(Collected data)
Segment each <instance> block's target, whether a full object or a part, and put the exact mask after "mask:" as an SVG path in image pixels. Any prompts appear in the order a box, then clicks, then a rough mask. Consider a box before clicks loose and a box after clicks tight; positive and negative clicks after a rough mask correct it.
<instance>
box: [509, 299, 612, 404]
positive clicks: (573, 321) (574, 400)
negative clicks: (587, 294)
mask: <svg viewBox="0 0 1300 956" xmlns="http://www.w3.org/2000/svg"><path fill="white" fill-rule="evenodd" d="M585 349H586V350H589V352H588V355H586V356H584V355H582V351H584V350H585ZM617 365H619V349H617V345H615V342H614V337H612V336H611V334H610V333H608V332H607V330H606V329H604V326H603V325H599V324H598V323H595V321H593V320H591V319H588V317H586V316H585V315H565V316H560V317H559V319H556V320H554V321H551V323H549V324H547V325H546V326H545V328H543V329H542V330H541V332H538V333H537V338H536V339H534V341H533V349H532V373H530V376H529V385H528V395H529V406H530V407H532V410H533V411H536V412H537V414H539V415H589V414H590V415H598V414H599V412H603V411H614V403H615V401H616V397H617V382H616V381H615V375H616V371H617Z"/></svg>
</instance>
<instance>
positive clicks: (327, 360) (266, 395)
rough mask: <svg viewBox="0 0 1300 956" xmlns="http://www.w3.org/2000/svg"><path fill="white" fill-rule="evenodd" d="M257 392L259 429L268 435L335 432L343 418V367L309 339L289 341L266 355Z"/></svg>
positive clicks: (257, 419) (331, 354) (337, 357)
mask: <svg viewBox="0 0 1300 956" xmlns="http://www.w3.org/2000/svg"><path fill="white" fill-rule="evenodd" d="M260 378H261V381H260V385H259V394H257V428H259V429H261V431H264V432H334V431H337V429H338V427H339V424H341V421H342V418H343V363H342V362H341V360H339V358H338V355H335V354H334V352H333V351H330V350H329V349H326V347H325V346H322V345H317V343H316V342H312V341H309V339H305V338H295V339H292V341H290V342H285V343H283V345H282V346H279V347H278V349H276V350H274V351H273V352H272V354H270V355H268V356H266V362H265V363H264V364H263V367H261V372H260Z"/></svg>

§ EXERCISE PROMPT: Please render the listing's lines from the line with "</instance>" up to and including the line with "positive clicks: (257, 419)" as a Markdown table, with columns headed Row and Line and any blank lines left out.

§ THE COMPLETED TASK:
| Row | Line |
|---|---|
| 1 | </instance> |
| 2 | <instance> |
| 3 | positive clicks: (327, 360) (266, 395) |
| 4 | rough mask: <svg viewBox="0 0 1300 956" xmlns="http://www.w3.org/2000/svg"><path fill="white" fill-rule="evenodd" d="M257 392L259 429L268 435L335 432L343 418V367L309 339L289 341L266 355Z"/></svg> |
| 5 | positive clicks: (257, 419) (331, 354) (337, 357) |